Dataset rows on where objects appear in a photo:
/---

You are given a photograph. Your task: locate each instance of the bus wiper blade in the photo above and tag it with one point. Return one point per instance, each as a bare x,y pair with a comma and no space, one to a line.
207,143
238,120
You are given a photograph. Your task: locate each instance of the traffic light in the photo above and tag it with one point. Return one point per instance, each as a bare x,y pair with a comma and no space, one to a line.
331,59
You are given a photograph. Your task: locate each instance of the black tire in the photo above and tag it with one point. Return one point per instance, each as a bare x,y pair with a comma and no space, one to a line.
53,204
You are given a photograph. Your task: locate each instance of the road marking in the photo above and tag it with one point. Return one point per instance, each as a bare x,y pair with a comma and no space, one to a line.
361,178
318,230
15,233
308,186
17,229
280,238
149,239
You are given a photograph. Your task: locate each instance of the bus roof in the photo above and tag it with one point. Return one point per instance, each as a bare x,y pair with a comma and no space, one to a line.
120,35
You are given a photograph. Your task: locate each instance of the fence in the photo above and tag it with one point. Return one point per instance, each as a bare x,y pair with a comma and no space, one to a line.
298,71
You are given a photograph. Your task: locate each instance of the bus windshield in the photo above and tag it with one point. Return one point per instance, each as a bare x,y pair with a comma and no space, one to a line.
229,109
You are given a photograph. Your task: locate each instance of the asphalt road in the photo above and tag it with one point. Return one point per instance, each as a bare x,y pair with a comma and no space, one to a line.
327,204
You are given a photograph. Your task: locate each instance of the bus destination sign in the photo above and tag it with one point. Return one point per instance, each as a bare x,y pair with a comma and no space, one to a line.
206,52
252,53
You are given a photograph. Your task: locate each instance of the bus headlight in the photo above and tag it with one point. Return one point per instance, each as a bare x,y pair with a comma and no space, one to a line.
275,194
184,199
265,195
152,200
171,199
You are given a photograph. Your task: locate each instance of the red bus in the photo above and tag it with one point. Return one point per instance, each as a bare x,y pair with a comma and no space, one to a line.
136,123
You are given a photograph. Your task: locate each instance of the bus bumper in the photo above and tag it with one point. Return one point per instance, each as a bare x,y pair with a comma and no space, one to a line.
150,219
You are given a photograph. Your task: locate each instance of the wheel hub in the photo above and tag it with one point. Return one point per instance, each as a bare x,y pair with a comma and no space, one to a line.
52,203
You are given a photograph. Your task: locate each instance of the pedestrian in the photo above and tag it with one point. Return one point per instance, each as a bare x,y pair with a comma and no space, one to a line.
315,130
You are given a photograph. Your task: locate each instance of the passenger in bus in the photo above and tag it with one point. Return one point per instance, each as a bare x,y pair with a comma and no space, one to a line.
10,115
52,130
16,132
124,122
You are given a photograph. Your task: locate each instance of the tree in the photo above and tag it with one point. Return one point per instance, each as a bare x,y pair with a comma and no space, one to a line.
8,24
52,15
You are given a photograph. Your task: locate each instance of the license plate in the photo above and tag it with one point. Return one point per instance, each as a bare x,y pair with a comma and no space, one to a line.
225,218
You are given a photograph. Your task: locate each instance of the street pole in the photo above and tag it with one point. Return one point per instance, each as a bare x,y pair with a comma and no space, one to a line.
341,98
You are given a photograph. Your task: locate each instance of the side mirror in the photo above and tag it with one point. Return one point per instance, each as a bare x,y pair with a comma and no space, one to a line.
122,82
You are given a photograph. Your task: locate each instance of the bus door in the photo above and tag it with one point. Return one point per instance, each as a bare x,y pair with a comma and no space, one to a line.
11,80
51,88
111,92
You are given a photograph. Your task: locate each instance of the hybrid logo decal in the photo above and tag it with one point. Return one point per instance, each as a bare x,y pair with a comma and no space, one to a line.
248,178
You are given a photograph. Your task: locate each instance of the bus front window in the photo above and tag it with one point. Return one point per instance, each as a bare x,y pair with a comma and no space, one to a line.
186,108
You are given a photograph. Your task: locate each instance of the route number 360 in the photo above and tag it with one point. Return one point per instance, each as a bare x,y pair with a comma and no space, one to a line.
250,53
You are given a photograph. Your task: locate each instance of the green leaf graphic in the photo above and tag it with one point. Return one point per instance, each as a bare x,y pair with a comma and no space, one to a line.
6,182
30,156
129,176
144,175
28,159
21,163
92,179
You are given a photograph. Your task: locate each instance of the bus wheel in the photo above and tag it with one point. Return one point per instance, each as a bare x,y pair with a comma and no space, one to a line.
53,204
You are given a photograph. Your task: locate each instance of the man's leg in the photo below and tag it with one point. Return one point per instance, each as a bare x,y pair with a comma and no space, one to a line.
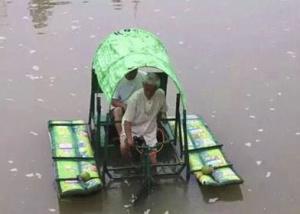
118,114
124,147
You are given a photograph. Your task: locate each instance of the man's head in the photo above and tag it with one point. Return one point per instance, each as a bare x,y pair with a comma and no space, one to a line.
151,83
132,74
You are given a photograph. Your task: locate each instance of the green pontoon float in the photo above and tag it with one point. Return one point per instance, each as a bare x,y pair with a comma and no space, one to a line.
186,144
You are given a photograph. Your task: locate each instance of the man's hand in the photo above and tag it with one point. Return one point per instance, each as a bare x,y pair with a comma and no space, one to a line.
130,141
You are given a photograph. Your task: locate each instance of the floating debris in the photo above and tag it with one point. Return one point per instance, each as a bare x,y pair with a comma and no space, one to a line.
35,68
13,170
75,27
252,116
33,77
291,54
258,163
10,99
40,100
127,205
33,133
213,200
32,51
181,42
272,109
38,175
52,210
147,211
29,175
248,144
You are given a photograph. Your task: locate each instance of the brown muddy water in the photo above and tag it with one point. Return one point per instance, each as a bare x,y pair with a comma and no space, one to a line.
238,62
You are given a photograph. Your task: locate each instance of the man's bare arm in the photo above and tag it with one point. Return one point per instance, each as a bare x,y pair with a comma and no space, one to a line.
127,127
118,103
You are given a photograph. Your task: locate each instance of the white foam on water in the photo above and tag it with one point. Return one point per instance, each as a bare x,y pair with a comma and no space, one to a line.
248,144
10,99
147,211
74,27
33,133
32,51
33,77
38,175
35,68
29,175
213,200
40,100
181,42
258,163
127,205
272,109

\---

**REQUEST**
Output all of the rows above verbatim, omitting the pictures.

**SOLUTION TO THE EXERCISE**
You are given a photograph. Your task: locate each instance of the bus wiper blade in the photo above and tag it with one point. Return one point per instance, each as a bare x,y pair with a comma and no space, one to a line.
207,143
238,120
You are given a photograph. Your task: locate each instance of the traffic light in the photo above and tag it with one point. Return one point per instance, each as a bare x,y pair with a comma and no space, one to a line.
331,59
You are given a photograph. Your task: locate each instance of the black tire in the photo above and tag it with one point. Return one point per instance, each as a bare x,y pair with a comma and no space, one to a line.
53,204
You are given a photograph. Your task: locate each instance of the road marking in the photo above and tag it with one point. Return one point per instance, each as a bare x,y pair with a comma and no space, one to a line.
361,178
318,230
15,233
308,186
17,229
280,238
149,239
You are given a photograph. Your task: locate each instance of the bus roof in the photo above and tag it with one point. Return one point per instance, each as a bare x,y pair with a comma and no space, one to a line.
120,35
You are given a photograph. Your task: locate each instance of the fence in the photo above and tag it with one point. Return one point per instance, each as a bare x,y pair with a comma and no space, one to a line.
298,71
You are given a photograph. Your task: locate each instance of the bus windshield in the photo above and tag it with one point. Return one point per instance, each as a bare x,y pair with a comma and no space, one to a line.
229,109
You are given a photograph. Your task: locate each instance of the asphalt road in the photo above and tag it with one point. Return one point per instance, each as a bare x,y pair with a comma and no space, one to a line.
327,204
You are given a photograph. Your task: locate each instance of the bus destination sign in the photo above and tag it with one point. Return one point per instance, each as a bare x,y pair with a comma and no space, one to a line.
206,52
252,53
You are given a photograph. Your task: locate each instance of the bus headlight in the photo above and tag it with one point. Return one point per instance, each as a bare x,y pair with a comma and no space, one to a line.
275,194
184,199
265,195
152,200
171,199
You are given a photograph. Your task: locate each instance of the red bus in the photo above and tag it with one point. Return one point per instance, each as a bare x,y pair with a comma and no space, one to a line.
136,123
You are given a photograph. Your task: locate each instance of the bus bumper in the photo above and tag it with one point. Return one point per instance, each as a bare x,y pair with a comma and no space, one to a line.
150,219
You are given a photograph. Your task: locate each instance of the wheel hub in the photo above and tag it with one point. Return one point per instance, each as a bare x,y pair with a comma and no space, one to a line.
52,203
You are given a photograph. Your task: locate each instance of the pedestrian in the photo above and tag it with one point. Return one point per instance, each as a bare x,y pair with a comma and no space, one to a line.
315,130
You are given a photograph. Your task: locate each instance of the passenger in bus in the photo above and tag it with one point. Return one point per instance, each as a bare x,y pair with a comma and no space, one to a line.
10,115
52,130
16,132
124,122
You are given a photograph. Your task: locate each instance of the tree in the photo above and tag it with one point. Return one point per instance, each as a bare x,y pair with a comma and no space, one to a line.
8,24
52,15
You are given a photograph. Your task: locate each instance of the license plate in the photo above and tag it with one point. Return one point per instance, each as a bare x,y pair with a comma and no space, one to a line.
225,218
You are given a photograph. Your task: locate each instance of the street pole in the photo above and tag it with one point. Return one point per instance, each as a bare x,y pair with a comma and no space, one to a line.
341,98
You are given a photograph. Your task: locate each instance of the side mirror in the photo above and tag it with one point. Return one point per instance, each as a bare x,y pair with a comma and no space, one to a line.
122,82
You are given a photograph. Your task: locate each instance of the bus door in the photo above and tag it with one point. Return one point per instance, each as a bare x,y pair with a comma and no space, one to a line.
11,80
51,88
111,92
You are given a photograph. Your task: locate each instance of the hybrid logo decal in the photo above and tag it with one point. Return one point per instance, each as a bare x,y pair with a comma and no space, one to a line.
248,178
You are given a photograph. Your task: locate each instance of the bus front window in the photo above and tag it with one point. Return one point per instance, each as a bare x,y pair with a comma and no space, one to a line.
186,108
You are given a photograph. Your task: locate each instance of the route number 360 in the photo above and tag it with one point. Return one point per instance, each as a bare x,y pair with a comma and no space, one to a line.
250,53
You are given a photograph. Your task: locate each instance of the green leaf graphic in the photo above and tag it with one point. Return one point per instance, each as a bare x,y pair with a comma and no space, one to a line.
6,182
30,156
129,176
144,175
28,159
21,163
92,179
You are given a photograph. Your task: locate each instance of the bus wheel in the photo above and tag it with one point. Return one point per instance, each as a bare x,y pair with a comma and no space, one to a line.
53,204
You are given a photograph. Your task: locate each instance of the man's leg in the photo below and tag it with one point. Return one point per instance, each as a bare x,y pair with a comma and no space, one to a line.
118,114
124,147
You are given a photograph. Your task: locate each instance of the man's head in the photo above and tag it with one point. Return one point per instance, each as a bare x,y pair with a comma and no space, one to a line.
151,83
132,74
You are given a photograph. Your task: locate each instance of the green pontoon float in the photo above and tag it with one point. Return one point per instance, each as a bare x,y pair with a comma and no space, one to a line.
186,144
You are given a photograph. Your task: locate each instance of the man's hand in the photo above and tag it with one point. Return one point per instance, each as a bare x,y pair with a comma and no space, one to a line.
130,141
You are given a photograph. Your task: locate each instance of the floating debris in the photo above and tag it with one point. Return one point per instance, each as a bare x,y pair with a comma and no space, one to a line.
35,68
13,170
75,27
252,116
33,77
291,54
258,163
10,99
40,100
127,205
33,133
213,200
32,51
181,42
272,109
38,175
52,210
147,211
29,175
248,144
You are given a photograph. Your task: locate each instance of the brown muddy water in the photo above and tag it with one point. Return one point per instance, each as a bare x,y pair with a comma and no space, one to a line.
238,62
You are given a photograph. Your task: locate each instance of the man's bare arm in the photo above and tag it with one point. Return one point per instance, each as a bare x,y pair with a comma and no space, one to a line.
127,127
118,103
You are given a photograph. Your task: locate each instance of the white foam on water in the photo above and tag it with one point. Return one point per instance, each as a bare x,y pair with a comma and no space, one to a line.
248,144
10,99
147,211
74,27
33,133
32,51
33,77
38,175
35,68
29,175
213,200
40,100
181,42
258,163
127,205
272,109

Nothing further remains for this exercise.